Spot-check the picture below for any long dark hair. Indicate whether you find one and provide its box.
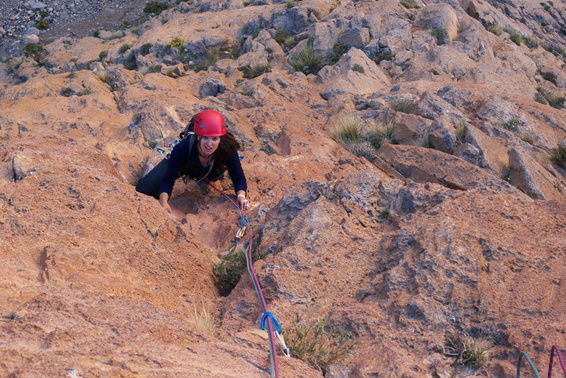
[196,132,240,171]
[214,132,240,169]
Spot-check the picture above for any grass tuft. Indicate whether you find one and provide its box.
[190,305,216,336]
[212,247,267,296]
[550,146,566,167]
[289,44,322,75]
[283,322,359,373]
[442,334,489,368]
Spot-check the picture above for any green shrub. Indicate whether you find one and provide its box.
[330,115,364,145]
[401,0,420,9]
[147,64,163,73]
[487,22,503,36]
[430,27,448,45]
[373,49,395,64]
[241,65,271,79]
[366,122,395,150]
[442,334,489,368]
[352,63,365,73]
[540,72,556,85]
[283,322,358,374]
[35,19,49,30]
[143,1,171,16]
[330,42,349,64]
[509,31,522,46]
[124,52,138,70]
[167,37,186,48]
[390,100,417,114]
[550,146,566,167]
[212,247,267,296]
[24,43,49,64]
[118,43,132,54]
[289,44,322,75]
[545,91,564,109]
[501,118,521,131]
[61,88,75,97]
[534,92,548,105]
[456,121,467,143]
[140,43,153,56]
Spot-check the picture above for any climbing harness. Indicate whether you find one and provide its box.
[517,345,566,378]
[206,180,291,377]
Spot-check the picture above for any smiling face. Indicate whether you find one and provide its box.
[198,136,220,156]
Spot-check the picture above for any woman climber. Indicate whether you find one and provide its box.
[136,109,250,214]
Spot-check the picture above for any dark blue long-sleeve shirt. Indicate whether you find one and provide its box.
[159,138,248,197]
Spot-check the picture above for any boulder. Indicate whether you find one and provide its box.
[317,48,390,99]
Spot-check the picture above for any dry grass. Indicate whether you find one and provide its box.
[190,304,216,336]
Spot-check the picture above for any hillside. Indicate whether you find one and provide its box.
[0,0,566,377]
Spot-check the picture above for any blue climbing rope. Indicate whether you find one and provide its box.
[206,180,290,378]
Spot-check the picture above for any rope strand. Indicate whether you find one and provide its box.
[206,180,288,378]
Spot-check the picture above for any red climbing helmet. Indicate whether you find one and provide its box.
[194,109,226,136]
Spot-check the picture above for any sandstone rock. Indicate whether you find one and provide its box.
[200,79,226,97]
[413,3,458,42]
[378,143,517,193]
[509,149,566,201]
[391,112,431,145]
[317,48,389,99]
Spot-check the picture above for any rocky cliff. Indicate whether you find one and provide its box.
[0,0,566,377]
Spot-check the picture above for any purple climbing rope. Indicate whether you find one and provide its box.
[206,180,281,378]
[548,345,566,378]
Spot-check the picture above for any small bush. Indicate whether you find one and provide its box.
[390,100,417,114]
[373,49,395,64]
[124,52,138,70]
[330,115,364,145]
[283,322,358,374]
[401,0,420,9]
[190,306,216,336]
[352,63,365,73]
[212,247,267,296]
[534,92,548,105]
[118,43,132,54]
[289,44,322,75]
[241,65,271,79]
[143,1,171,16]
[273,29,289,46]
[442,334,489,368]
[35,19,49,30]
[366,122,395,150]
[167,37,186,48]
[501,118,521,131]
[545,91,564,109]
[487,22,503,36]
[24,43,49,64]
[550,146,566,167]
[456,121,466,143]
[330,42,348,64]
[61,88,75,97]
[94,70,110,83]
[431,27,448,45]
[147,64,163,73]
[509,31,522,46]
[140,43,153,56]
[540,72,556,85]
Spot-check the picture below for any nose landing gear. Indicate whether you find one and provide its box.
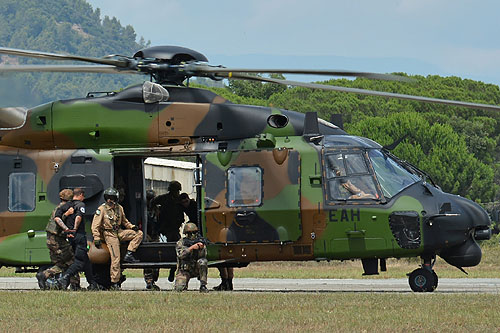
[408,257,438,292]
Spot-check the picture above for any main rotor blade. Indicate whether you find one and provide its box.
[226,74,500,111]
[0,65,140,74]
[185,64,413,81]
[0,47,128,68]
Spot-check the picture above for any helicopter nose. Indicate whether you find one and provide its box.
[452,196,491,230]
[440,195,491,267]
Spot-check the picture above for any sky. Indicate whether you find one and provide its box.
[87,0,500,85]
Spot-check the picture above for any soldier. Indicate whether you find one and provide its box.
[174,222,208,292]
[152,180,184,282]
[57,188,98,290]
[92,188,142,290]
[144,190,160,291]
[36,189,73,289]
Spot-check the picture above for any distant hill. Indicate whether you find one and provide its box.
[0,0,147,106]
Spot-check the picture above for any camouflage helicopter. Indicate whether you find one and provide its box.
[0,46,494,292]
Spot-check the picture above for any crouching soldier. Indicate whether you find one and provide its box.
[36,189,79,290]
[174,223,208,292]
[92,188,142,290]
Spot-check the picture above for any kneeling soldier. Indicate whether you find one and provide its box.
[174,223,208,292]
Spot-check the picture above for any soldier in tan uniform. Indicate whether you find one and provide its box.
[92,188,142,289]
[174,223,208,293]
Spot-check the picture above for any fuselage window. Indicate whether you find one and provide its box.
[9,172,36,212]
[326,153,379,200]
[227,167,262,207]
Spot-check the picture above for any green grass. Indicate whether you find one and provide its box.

* * *

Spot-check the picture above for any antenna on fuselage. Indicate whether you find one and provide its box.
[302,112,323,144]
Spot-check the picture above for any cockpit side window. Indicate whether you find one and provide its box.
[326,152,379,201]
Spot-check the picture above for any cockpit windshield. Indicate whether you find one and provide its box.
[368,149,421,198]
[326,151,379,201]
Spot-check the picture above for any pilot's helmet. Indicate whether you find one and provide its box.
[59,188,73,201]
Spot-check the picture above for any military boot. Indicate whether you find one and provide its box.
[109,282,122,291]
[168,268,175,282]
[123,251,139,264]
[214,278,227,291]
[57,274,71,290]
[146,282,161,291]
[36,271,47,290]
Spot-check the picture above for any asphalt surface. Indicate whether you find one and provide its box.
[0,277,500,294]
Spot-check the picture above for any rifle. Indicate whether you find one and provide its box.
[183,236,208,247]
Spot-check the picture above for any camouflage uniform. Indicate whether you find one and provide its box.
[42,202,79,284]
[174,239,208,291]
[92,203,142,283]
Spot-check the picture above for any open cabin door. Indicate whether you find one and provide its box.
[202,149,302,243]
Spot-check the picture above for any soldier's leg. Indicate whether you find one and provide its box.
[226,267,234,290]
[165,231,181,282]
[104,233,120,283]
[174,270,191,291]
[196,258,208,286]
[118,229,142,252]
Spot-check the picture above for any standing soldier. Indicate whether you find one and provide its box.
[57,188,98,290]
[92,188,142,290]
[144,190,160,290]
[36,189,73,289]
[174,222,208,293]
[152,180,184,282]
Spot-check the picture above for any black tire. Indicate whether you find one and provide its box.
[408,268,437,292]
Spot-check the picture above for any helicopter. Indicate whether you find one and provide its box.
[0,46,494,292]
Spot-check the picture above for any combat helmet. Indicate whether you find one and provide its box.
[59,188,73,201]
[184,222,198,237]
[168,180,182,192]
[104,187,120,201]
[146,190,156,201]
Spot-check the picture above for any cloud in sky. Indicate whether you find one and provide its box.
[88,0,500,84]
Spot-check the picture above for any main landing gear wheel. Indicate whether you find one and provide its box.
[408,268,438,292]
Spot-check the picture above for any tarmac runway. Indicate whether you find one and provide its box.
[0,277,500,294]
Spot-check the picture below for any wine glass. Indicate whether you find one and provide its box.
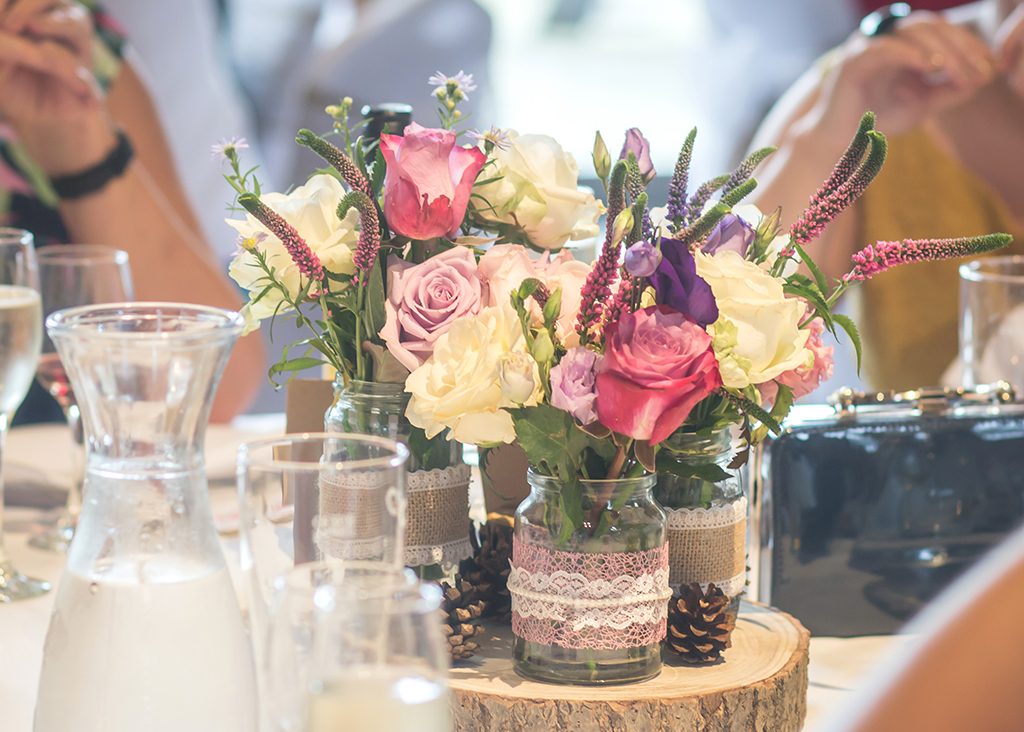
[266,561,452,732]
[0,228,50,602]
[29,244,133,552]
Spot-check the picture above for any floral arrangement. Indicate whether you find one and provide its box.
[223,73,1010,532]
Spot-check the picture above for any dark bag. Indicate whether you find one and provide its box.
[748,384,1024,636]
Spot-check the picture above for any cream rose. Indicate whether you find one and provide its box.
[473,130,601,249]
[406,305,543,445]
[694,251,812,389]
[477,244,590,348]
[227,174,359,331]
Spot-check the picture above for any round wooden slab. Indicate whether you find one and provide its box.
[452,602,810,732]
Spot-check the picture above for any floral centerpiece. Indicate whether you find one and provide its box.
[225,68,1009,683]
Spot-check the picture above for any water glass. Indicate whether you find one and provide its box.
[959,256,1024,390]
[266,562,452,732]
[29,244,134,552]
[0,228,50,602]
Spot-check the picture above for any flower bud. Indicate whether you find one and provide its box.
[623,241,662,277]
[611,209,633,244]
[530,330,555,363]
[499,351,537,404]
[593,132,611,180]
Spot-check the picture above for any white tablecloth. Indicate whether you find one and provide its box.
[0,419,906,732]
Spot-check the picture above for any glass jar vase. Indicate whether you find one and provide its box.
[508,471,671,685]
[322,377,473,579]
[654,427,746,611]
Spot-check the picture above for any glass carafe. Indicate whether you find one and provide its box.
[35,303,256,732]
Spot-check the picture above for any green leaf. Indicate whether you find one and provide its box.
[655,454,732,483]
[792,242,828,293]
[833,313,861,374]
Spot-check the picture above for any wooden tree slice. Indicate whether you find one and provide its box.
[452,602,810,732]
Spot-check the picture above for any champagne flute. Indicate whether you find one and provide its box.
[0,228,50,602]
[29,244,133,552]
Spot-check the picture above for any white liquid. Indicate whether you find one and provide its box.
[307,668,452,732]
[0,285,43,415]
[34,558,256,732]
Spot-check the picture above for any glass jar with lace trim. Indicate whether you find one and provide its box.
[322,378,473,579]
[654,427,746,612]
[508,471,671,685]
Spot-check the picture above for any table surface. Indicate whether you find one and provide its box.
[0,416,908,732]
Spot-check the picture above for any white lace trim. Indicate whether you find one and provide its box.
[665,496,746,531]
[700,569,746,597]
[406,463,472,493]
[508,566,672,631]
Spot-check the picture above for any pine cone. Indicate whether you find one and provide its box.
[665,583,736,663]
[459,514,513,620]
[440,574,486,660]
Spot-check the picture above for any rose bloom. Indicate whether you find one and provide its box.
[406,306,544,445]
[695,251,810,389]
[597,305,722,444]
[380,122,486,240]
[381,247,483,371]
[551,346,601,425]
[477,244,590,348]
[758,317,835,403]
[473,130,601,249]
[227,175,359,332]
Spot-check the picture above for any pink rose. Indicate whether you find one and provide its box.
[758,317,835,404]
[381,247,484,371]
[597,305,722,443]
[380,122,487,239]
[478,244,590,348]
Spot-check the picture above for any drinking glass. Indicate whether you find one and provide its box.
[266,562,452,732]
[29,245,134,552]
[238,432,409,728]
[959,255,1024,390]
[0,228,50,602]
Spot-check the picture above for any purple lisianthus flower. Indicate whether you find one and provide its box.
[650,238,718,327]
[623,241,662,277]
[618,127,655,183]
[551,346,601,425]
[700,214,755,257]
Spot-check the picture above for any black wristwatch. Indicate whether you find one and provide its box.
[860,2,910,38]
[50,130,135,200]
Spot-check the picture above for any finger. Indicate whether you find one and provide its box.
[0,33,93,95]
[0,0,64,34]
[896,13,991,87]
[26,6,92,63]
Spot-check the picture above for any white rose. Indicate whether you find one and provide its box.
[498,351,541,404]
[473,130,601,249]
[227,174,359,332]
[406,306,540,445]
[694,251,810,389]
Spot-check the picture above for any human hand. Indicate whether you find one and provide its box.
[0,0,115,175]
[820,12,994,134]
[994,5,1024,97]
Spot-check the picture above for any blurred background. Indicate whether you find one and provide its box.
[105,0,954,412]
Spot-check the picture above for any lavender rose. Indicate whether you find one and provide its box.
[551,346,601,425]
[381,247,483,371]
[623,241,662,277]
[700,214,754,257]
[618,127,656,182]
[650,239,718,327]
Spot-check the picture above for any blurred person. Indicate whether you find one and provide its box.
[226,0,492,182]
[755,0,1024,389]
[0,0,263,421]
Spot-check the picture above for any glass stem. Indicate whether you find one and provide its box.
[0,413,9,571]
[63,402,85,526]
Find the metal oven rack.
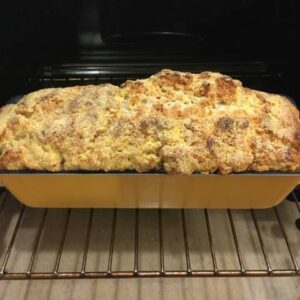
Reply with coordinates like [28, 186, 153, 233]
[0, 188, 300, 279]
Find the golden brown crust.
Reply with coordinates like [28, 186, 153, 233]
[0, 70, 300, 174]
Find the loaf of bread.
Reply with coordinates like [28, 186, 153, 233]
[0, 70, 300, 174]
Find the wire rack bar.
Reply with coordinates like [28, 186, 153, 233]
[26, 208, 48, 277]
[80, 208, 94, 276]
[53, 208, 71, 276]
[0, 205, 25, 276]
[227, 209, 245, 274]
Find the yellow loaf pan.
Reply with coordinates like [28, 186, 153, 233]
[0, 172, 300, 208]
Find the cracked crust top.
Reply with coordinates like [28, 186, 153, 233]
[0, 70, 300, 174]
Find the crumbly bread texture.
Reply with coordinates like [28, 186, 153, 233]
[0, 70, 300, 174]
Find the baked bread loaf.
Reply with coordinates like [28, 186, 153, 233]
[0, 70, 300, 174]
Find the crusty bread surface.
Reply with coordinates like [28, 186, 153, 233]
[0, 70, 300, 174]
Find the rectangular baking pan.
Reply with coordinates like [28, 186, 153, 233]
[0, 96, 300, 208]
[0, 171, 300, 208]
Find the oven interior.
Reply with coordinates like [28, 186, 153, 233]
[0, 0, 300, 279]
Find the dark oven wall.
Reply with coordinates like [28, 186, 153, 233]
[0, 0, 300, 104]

* * *

» INSTRUCTION
In the items from the line containing "Spot-check the picture below for any nose" through the line containing "Spot-check the picture above for any green grass.", substitute "trooper" for every "soldier" and write those lines out again, otherwise unchanged and without the pictures.

» WRITTEN SOLUTION
Spot-check the picture below for any nose landing gear. Indicate whether you find one and provide its box.
[408,257,438,292]
Spot-check the picture above for any main rotor blade. Indicate whether you find one and provide its box.
[226,74,500,111]
[0,65,140,74]
[185,64,413,81]
[0,47,128,68]
Spot-check the picture above for any helicopter nose. Indicate whether you find one and provide its box.
[452,196,491,230]
[440,195,491,267]
Spot-check the picture above for any sky. Indicate whether you find one and provide its box.
[87,0,500,85]
Spot-check the picture above for any trooper. Indicate whether you find one and provide its box.
[174,222,208,292]
[152,180,184,282]
[57,188,98,290]
[92,188,142,290]
[144,190,160,291]
[36,189,73,289]
Spot-check the picture above for any distant hill. Indicate whether you find one and provide its box.
[0,0,147,106]
Spot-check the picture above for any camouflage helicopter. Indicate whether you find one and provide its box.
[0,46,494,292]
Spot-check the picture above for any crouching trooper. Indicate whether you find one and provide its box.
[36,189,79,290]
[174,223,208,292]
[92,188,142,290]
Spot-check the picture above for any kneeling trooper. Indicate whether you find one and provide its box.
[174,223,208,292]
Spot-check the picture above for any trooper in tan uniform. Indicate whether you find one and provide its box.
[92,188,142,289]
[174,223,208,293]
Spot-check the picture above for any fuselage window. Indicate whether you find one and provide its box.
[9,172,36,212]
[326,153,379,200]
[227,167,262,207]
Spot-check the picture above for any green grass. Indicate whether you find one and provide its box.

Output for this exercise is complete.